GIVEN REQUEST:
Copy exactly, and only, the lines from the line containing "Each instance of the water" through the last line of the records below, both included.

[Start]

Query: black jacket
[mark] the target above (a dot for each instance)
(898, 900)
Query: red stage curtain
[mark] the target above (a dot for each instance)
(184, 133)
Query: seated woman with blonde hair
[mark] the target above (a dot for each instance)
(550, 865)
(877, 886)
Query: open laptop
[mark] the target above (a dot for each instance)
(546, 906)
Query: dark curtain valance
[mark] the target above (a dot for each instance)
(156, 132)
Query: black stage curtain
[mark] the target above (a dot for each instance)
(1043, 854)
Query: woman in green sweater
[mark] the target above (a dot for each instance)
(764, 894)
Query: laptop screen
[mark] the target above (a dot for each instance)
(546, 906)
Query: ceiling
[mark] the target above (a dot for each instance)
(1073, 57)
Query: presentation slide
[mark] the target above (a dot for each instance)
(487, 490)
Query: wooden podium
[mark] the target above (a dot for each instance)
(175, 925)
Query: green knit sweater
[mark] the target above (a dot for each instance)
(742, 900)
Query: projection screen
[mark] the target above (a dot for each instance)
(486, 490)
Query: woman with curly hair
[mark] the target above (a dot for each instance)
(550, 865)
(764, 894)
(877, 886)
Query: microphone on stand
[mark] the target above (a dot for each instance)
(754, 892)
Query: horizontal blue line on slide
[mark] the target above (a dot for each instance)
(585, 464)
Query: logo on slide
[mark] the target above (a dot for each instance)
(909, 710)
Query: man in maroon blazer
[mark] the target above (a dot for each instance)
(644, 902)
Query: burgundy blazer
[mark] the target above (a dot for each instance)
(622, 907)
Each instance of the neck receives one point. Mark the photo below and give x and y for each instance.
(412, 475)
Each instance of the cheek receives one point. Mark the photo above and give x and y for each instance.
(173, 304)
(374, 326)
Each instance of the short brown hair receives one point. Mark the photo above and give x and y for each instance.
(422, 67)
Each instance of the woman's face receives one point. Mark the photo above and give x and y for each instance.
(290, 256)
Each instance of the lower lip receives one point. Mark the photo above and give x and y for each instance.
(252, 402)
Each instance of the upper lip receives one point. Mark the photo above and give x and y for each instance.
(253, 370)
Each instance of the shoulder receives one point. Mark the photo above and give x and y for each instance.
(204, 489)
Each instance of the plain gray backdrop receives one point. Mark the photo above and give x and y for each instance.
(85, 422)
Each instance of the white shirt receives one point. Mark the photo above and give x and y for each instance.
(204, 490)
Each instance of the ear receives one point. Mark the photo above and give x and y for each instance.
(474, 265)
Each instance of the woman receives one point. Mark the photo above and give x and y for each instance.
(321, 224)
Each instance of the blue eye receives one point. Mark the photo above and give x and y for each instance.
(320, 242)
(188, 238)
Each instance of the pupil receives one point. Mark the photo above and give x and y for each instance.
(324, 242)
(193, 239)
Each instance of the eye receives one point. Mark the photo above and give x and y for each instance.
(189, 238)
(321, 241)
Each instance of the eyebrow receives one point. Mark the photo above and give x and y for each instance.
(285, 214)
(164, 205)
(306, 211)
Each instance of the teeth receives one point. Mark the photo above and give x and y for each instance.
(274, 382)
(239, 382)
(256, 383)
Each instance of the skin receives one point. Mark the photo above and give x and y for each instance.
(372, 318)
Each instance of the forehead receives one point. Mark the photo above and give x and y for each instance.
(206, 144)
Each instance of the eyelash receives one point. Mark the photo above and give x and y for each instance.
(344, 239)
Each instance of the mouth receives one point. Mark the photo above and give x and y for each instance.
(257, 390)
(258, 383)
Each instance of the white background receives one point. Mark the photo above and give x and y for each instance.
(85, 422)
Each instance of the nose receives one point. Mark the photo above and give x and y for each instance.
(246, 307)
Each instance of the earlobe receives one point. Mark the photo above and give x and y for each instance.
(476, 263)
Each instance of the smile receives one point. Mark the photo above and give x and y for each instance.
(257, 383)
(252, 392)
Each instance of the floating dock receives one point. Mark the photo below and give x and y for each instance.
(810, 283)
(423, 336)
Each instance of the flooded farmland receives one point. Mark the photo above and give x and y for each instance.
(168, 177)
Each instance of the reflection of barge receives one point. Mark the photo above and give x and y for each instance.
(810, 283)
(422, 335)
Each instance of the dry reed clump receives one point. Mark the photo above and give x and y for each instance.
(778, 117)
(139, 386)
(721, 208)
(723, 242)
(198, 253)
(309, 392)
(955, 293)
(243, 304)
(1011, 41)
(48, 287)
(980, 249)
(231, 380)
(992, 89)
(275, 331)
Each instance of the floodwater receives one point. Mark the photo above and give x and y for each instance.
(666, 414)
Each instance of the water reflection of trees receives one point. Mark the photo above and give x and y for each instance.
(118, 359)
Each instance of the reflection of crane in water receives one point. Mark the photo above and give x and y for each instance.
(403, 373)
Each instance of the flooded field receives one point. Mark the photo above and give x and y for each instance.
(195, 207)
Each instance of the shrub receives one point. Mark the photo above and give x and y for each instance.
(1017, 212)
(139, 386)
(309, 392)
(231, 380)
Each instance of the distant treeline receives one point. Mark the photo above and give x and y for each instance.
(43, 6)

[End]

TASK RESPONSE:
Each instance of the water reflection of trees receives one point. Mark the photo above and give x and y for each instance.
(118, 359)
Each instance of the reflection of crane in water receives one point. Mark the photo above and give x and y for each instance.
(403, 373)
Each instance of the flooded field receives one point. Mark the photo above and give x and y for each instance.
(195, 207)
Each instance of the shrub receives one point. Mark the photo above and give x and y for each instance.
(1017, 212)
(139, 386)
(309, 392)
(231, 380)
Each instance of the distant treeline receives one point. Mark the photo above and give x and y for each instance.
(43, 6)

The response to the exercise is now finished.